● Prompt: Each entry needs to appear again, retyped exactly as it is below.

Exercise data: Begin

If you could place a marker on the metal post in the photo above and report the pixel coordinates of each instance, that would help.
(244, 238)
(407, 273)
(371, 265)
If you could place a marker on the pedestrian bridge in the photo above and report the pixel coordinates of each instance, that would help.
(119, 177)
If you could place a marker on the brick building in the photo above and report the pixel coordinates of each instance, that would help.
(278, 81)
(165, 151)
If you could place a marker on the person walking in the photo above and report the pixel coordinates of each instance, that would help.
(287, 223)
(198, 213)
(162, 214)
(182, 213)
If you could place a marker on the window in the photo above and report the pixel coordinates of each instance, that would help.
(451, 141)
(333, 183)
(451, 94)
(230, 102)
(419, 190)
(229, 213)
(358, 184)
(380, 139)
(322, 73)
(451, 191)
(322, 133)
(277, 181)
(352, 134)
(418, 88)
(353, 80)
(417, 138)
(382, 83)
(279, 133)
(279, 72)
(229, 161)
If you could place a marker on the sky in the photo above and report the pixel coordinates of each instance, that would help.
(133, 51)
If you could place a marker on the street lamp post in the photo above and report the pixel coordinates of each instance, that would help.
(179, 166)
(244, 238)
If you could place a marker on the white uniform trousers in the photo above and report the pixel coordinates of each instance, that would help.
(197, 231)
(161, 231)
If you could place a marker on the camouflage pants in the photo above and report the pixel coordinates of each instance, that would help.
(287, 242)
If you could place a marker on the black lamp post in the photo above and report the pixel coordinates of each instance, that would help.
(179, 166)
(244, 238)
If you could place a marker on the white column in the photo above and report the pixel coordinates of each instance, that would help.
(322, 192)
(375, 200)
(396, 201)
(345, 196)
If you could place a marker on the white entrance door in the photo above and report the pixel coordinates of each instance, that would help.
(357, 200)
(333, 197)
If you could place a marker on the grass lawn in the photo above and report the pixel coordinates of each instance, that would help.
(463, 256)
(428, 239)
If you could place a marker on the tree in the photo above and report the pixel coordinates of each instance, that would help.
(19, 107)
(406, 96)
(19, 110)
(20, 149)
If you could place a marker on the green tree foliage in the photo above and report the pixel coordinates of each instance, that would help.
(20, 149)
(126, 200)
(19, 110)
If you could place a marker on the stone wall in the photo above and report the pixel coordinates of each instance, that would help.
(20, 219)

Exercise data: End

● Answer to the problem:
If you could place a marker on the metal post in the photo above and report the pixel coordinates of each instance, that would help.
(244, 238)
(407, 273)
(371, 265)
If you could place a marker on the pedestrian bridge in the photo above and report the pixel coordinates of each instance, that would help.
(119, 177)
If you could place a marker on the brick building in the photo above and report the pixel coordinates of each instance, that would help.
(278, 81)
(165, 151)
If you could place a marker on the person walking in the photo above and report the pixel coordinates of each instance, that would help.
(287, 223)
(198, 213)
(162, 214)
(182, 213)
If you could place a marker on the window in the photo above and report the pixel coordinates of each instance, that would help.
(451, 141)
(333, 183)
(451, 94)
(230, 102)
(419, 190)
(229, 213)
(358, 184)
(380, 139)
(322, 73)
(451, 191)
(322, 133)
(277, 181)
(352, 134)
(418, 88)
(353, 80)
(417, 138)
(382, 83)
(279, 133)
(279, 72)
(229, 161)
If you could place a marker on the sky in the photo above and report the pixel coordinates of each instance, that would help.
(133, 51)
If you could place a marker on the street lamp post in the photo above and report the pixel coordinates of each instance, that would help.
(179, 166)
(244, 238)
If you could place a marker on the white uniform trousers in the photo above and report the pixel coordinates of each instance, that would help.
(197, 231)
(161, 231)
If you could place a marker on the camouflage pants in the photo above and report the pixel coordinates of each instance, that would help.
(287, 242)
If you could place a marker on the black lamp post in the photo above and report the pixel coordinates of each instance, that would help.
(179, 166)
(244, 238)
If you could place a marker on the white column in the photo above and report the pixel coordinates of each instance, that would help.
(322, 192)
(375, 200)
(396, 201)
(345, 196)
If you could place a marker on the white entrance door in the photo above and report the pixel coordinates of each instance, that would help.
(357, 200)
(333, 197)
If you could place a marker on the grass lawn in the photo above and report the pixel coordinates of each instance, that would help.
(463, 256)
(428, 239)
If you could place a marker on the tree in the photo above and report the pixel coordinates of each instance, that would help.
(19, 107)
(406, 96)
(19, 110)
(20, 149)
If you could place a marker on the green tree foliage in the photo above and report the pixel coordinates of each instance, that would help.
(20, 149)
(126, 200)
(19, 110)
If you could place a marker on the stone wall in the photo above and report the pixel coordinates of each instance, that would help.
(20, 219)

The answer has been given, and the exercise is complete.